The task:
Pick out each line of the records that contains the word "after". Case counts.

--- Material provided ---

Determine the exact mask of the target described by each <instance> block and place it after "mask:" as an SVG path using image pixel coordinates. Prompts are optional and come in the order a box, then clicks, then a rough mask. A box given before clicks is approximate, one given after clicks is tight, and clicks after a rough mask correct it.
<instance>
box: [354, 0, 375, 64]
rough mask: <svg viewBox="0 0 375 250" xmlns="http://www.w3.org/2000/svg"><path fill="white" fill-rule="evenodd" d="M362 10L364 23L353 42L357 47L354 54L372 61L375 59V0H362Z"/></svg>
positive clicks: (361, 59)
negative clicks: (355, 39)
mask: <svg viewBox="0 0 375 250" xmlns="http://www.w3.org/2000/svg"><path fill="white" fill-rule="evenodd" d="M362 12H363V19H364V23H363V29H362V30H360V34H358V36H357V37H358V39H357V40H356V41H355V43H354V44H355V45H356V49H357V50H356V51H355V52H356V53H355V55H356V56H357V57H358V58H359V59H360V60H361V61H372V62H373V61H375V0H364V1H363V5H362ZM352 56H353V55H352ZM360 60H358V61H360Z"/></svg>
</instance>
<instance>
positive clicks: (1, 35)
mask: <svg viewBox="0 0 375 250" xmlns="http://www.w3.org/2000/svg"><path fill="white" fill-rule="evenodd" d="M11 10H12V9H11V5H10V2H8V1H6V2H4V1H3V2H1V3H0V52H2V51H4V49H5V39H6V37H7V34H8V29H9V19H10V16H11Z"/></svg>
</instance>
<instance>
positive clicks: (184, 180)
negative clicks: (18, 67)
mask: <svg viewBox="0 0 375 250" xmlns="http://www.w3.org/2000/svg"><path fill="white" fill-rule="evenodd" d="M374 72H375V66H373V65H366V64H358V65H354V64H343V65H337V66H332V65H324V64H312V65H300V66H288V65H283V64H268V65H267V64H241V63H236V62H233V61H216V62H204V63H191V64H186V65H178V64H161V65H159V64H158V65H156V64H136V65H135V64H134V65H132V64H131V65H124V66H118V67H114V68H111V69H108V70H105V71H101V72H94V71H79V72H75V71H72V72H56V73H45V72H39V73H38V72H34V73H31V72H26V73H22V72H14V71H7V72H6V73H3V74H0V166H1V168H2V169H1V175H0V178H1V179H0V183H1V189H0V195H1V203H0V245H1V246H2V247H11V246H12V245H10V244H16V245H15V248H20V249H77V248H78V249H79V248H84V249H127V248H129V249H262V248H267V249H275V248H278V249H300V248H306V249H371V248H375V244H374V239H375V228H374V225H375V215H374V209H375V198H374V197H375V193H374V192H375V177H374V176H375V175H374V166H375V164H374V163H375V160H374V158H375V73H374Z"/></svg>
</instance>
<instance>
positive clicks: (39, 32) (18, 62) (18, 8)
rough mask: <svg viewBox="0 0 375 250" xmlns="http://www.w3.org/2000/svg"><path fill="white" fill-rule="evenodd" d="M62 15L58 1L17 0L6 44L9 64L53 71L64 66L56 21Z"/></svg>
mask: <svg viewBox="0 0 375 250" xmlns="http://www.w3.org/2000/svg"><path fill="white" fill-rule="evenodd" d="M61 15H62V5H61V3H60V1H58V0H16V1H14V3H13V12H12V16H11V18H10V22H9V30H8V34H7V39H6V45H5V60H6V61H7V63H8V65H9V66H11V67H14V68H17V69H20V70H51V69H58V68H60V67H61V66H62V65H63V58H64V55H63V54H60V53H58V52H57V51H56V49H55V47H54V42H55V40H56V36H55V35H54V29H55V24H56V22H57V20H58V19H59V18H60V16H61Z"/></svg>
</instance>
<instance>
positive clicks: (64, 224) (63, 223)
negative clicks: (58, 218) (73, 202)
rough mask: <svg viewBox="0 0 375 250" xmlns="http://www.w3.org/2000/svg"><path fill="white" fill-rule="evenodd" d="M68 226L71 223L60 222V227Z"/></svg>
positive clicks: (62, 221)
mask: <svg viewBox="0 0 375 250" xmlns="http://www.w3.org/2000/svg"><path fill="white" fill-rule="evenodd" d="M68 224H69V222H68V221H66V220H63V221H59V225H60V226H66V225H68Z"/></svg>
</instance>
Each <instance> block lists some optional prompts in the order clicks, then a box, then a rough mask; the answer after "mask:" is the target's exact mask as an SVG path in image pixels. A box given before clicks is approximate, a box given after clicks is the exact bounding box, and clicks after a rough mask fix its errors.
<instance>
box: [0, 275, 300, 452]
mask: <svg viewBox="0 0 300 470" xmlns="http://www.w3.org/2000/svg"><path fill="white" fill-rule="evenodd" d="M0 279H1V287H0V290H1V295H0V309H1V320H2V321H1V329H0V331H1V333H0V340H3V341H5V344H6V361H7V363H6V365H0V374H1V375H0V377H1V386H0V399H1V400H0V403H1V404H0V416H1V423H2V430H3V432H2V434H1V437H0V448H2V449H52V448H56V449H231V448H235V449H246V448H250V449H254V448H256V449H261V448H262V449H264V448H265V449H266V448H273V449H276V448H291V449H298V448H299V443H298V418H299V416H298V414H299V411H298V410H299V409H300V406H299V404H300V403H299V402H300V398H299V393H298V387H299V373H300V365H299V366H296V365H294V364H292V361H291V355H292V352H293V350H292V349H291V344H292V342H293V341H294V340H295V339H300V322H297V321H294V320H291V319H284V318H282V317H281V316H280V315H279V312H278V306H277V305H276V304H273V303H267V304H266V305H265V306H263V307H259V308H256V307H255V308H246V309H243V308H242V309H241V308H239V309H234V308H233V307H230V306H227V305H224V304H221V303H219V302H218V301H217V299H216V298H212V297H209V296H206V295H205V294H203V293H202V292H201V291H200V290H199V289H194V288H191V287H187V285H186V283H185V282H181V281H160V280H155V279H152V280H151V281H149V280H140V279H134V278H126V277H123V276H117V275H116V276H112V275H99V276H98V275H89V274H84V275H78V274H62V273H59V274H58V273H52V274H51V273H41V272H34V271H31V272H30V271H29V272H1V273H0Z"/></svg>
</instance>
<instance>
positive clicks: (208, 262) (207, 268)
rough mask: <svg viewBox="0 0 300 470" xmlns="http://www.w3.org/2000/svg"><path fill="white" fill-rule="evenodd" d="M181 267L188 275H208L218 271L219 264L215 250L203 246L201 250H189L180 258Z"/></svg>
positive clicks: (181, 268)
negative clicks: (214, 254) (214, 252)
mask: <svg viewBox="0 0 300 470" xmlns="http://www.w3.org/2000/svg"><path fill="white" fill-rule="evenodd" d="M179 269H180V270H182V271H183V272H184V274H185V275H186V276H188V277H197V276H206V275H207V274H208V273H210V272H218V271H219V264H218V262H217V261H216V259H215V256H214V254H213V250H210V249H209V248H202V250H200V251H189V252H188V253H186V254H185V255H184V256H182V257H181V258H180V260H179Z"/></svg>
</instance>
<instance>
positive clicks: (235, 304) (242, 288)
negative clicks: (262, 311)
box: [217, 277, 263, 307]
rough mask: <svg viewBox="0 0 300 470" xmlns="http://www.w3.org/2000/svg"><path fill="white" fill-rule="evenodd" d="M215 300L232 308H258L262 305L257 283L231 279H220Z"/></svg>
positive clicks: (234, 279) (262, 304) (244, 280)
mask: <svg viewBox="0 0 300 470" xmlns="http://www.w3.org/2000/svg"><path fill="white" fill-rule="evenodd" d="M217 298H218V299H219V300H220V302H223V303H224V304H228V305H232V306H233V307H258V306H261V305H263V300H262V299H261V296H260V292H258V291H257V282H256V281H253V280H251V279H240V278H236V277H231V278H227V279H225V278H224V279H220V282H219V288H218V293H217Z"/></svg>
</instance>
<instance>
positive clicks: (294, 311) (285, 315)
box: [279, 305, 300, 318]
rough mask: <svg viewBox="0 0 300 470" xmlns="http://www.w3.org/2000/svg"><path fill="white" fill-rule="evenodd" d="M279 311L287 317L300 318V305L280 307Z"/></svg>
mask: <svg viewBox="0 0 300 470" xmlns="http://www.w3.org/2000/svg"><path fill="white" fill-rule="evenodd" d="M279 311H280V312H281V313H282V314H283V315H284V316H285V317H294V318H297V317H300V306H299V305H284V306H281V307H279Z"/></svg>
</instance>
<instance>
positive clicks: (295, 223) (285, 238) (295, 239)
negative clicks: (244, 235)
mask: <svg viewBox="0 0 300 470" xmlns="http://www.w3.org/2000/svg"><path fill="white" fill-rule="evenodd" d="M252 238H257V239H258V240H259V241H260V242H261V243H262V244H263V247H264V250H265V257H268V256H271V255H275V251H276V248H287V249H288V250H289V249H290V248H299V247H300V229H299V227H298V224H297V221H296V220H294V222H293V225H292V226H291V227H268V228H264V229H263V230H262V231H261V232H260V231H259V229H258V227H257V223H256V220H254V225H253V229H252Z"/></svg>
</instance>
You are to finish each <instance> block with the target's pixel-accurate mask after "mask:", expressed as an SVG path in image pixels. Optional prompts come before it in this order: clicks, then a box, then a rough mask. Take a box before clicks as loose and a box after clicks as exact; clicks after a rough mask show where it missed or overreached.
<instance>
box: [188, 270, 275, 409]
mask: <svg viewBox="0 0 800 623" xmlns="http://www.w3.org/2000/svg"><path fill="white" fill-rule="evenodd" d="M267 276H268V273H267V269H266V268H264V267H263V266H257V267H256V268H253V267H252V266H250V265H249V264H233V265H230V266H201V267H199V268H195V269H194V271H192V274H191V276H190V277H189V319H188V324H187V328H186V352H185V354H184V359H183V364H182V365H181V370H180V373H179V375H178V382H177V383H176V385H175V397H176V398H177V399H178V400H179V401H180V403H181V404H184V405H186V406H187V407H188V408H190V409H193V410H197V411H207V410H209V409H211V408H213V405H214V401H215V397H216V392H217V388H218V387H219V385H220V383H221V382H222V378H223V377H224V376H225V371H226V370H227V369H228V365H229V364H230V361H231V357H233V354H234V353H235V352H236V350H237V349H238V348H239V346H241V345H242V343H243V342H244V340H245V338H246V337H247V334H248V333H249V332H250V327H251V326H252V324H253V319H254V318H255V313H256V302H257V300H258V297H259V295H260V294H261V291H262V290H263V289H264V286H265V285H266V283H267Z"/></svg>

---

Written response:
Determine the exact mask of the target described by each <instance> block and place it after "mask:" as an SVG path using image pixel coordinates. Prompts are optional and come in the order a box, then clicks, then a rough mask. A box given before clicks is approximate, one given after clicks is tight, and clicks after a rough mask correct it.
Each <instance> block lists some optional prompts in the order clicks, then a box, then a rough mask; the answer after "mask:" is the target's exact mask as an SVG path in image pixels. A box given before clicks is approximate, a box given after clicks is the exact bounding box, and clicks after a rough mask fix its errors.
You are to finish each <instance> block with the target's pixel-accurate mask after "mask:", expressed as an SVG path in image pixels. Optional prompts come before it in this order: clicks, then a box, then a rough mask. Take a box before clicks as loose and a box after clicks as exact; clicks after a rough mask show where it missed or overreached.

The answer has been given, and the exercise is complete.